TASK TO COMPLETE =>
For every record here, output an exact copy.

STORED DATA =>

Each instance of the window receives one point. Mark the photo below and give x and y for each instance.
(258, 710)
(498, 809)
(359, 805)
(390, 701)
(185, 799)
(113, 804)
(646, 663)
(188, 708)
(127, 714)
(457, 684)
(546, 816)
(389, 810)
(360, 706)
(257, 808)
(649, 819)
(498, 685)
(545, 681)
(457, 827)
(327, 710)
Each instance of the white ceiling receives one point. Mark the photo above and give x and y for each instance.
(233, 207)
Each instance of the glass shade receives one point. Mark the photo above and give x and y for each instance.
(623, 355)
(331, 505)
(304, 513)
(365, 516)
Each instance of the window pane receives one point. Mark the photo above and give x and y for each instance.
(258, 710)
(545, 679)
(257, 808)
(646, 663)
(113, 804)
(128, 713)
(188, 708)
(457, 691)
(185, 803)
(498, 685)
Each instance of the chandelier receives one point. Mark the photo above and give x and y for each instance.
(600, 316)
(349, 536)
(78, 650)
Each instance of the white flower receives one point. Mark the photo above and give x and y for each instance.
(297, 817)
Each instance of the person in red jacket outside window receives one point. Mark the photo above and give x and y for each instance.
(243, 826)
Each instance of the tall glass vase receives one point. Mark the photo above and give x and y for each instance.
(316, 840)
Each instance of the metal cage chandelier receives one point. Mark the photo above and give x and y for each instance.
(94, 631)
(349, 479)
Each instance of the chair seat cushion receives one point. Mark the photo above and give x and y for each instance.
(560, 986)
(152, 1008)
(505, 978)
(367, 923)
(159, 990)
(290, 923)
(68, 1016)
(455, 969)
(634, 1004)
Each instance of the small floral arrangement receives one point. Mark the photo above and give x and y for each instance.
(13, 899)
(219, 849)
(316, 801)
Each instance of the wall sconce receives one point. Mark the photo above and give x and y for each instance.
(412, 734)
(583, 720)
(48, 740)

ANSWER FOR THIS EXERCISE =>
Each instance of the window receives one point. Mark the photo below and give x and y for each instance.
(258, 710)
(498, 809)
(359, 805)
(390, 701)
(185, 799)
(113, 804)
(646, 663)
(188, 708)
(127, 714)
(457, 684)
(546, 816)
(389, 810)
(360, 706)
(257, 808)
(649, 819)
(498, 685)
(545, 681)
(457, 827)
(327, 710)
Each instance of the white ceiling receives one point. Mark the photo above and give x and y for each instance.
(233, 207)
Each instance of the glass shade receives one point. Mark the photo above and give x and y for each instance.
(623, 355)
(331, 505)
(304, 513)
(365, 516)
Each instance of the window pane receives one point. Mark the photo above and give x and y for each instance.
(258, 710)
(545, 679)
(257, 808)
(646, 663)
(113, 804)
(128, 713)
(188, 708)
(457, 691)
(185, 803)
(498, 685)
Each instance of the chandelier receives one point. Mark the photo above and give x and y for each instance.
(600, 316)
(349, 536)
(78, 650)
Each instance of the white flower receives one point. Mark the photo above and give x and y for each instance.
(297, 817)
Each instance of the person in red jacket outside window receives one point. Mark the photo above and give x and y for each instance.
(243, 826)
Each instance of the tall glass vase receives one point. Mark the photo above and give x and y for each instance.
(316, 840)
Each instance of the metal cage chandelier receives one point. Mark the photo above and give x and y for each instance.
(94, 631)
(349, 479)
Each instance of the chair seat cushion receives one point. Mark the photo above and give x and y for each instance.
(560, 986)
(152, 1008)
(505, 978)
(367, 923)
(159, 990)
(290, 923)
(68, 1016)
(455, 969)
(634, 1004)
Each instance of the small floral arrangement receives one point. Mark the photo above and give x and y for each instance.
(13, 899)
(219, 849)
(316, 801)
Each instance of the wall sconce receives one point. Mark the photo above and give x and y for each instance.
(412, 734)
(583, 720)
(48, 740)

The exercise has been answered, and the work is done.